*** TEXT Section Begins ***
Costochondritis is a condition that causes chest pain due to inflammation of the cartilage that connects a rib to the breastbone. It is a common cause of chest pain in children and adolescents and accounts for 10 – 30% of all chest pain in children. Adolescents between the ages of 12 – 14 are the most at risk for developing costochondritis, and the condition is more prevalent among females.
Though rarer, costochondritis can also be seen in adults as well. However, chest pain in adults is considered a potentially serious sign of a heart problem by physicians until proven otherwise. If you are an adult experiencing chest pain, it is important that you seek medical attention and get tested for heart disease. If these tests rule out heart attack and heart disease, then costochondritis could be the culprit. Your doctor will perform further tests to confirm this before making a diagnosis.
Symptoms of Costochondritis
Costochondritis causes localized pain and tenderness in the chest wall that can be reproduced by pressing on the involved cartilage in the front of the rib cage.
Symptoms usually include:
- Chest pain that arises or worsens after exercise, minor trauma or an upper respiratory infection.
- Pain in the chests that worsens when taking a deep breath or coughing
- Pain or tenderness that occurs on the sides of the sternum and may affect more than one rib
- Chest pain is often sharp and may radiate to the back or abdomen
Causes of Costochondritis
The cause of costochondritis is generally unknown. However, the following events and circumstances are believed to contribute to the development of the condition:
- Trauma or injury to the chest such as blunt impact from a fall or car accident
- Physical strain caused by strenuous exercise or heavy lifting
- Certain types of viruses or respiratory conditions like tuberculosis or syphilis
- Repetitive motion like sever coughing
- Tumors in the costosternal joint
- Severe and persistent coughing
- Certain types of arthritis
Treatment for Costochondritis
Costochondritis is a relatively harmless musculoskeletal chest pain that will typically resolve on its own over time. Certain home remedies and lifestyle changes can help diminish the pain of costochondritis sooner, including:
- Over the counter pain relievers such as nonsteroidal anti-inflammatory medications like Advil or Aleve.
*** TEXT Section Ends ***
*** INPUT DATA Section Begins ***
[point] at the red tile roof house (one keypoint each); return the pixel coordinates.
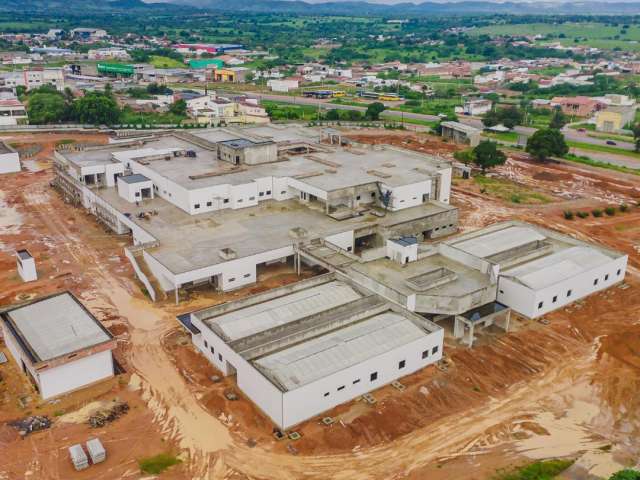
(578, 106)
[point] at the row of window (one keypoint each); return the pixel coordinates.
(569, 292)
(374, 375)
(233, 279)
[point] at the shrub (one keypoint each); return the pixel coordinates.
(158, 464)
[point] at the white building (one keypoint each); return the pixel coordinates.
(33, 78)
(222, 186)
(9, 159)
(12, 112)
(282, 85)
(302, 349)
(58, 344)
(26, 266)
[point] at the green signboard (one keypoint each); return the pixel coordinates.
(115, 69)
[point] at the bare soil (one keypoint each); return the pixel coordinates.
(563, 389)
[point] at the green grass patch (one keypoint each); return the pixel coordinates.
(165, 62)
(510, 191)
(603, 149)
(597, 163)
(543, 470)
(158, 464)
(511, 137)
*** INPUT DATA Section Ends ***
*** INPUT DATA Section Begins ***
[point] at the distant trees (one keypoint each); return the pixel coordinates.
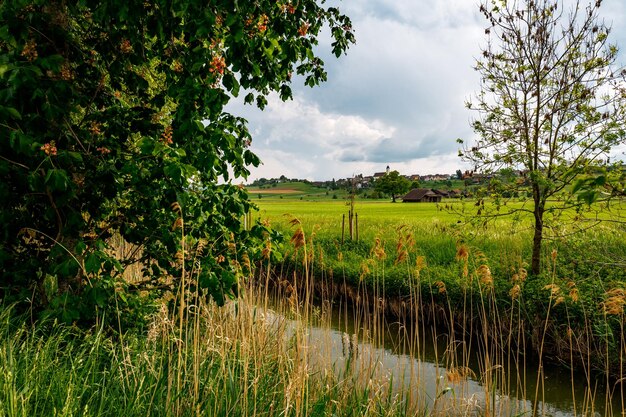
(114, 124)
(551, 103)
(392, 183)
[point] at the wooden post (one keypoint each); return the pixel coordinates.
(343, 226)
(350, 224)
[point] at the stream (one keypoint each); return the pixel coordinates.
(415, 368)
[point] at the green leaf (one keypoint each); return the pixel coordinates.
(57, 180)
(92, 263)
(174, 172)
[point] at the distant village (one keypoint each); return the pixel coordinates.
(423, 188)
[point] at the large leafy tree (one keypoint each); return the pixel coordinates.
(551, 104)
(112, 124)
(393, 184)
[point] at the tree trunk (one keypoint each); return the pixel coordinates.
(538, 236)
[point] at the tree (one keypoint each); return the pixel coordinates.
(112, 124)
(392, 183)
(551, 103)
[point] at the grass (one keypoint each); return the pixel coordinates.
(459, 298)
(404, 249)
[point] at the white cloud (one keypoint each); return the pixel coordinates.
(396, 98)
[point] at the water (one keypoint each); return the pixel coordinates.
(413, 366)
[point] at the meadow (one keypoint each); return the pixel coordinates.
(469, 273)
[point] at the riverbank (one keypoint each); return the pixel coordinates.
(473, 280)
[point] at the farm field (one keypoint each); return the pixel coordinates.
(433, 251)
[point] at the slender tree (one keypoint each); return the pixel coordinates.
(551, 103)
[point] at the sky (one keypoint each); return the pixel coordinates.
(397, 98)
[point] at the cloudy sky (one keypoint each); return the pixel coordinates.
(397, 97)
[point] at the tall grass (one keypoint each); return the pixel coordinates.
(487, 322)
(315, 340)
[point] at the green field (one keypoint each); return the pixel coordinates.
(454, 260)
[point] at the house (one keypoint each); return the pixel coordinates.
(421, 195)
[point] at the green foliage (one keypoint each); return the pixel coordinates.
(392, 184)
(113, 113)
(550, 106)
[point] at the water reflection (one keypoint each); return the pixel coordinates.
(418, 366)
*** INPUT DATA Section Ends ***
*** INPUT DATA Section Begins ***
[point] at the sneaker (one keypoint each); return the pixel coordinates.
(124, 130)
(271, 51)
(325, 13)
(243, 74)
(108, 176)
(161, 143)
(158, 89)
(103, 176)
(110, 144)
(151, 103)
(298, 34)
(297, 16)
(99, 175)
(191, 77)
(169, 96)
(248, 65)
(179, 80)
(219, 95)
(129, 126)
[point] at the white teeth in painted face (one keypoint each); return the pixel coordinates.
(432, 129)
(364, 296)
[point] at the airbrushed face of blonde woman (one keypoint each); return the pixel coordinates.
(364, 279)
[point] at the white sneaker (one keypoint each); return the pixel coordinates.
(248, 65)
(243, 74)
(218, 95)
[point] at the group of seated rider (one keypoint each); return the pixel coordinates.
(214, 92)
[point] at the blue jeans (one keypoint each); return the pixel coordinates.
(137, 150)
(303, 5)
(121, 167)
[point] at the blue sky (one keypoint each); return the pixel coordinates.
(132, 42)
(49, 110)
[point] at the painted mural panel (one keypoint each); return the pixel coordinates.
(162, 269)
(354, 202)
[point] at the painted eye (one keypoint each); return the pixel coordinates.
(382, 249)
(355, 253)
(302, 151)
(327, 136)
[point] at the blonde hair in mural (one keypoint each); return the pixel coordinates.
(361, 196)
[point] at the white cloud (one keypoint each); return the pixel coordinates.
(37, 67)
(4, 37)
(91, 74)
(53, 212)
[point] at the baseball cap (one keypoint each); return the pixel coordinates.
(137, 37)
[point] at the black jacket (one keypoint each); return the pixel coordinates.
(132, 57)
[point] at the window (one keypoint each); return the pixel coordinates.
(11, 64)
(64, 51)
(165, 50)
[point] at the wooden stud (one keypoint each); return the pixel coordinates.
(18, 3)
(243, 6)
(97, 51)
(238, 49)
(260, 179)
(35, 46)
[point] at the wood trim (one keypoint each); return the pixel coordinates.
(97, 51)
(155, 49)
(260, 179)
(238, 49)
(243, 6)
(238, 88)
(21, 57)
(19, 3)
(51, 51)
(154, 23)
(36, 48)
*** INPUT DATA Section Ends ***
- [CHECK YOUR UNDERSTANDING]
1. Reproduce the part of the costochondritis text starting with "Symptoms of Costochondritis" and going on through "upper respiratory infection.", word for word.
2. Answer these questions from the costochondritis text, one answer per line and marked the same way:
(a) What share of all chest pain in children does costochondritis account for?
(b) Adolescents of what ages are most at risk for developing it?
(c) Which two brand-name pain relievers are given as examples of nonsteroidal anti-inflammatory medications?

- [LIST OF SOLUTIONS]
1.
Symptoms of Costochondritis
Costochondritis causes localized pain and tenderness in the chest wall that can be reproduced by pressing on the involved cartilage in the front of the rib cage.
Symptoms usually include:
- Chest pain that arises or worsens after exercise, minor trauma or an upper respiratory infection.

2.
(a) 10–30%
(b) 12–14
(c) Advil and Aleve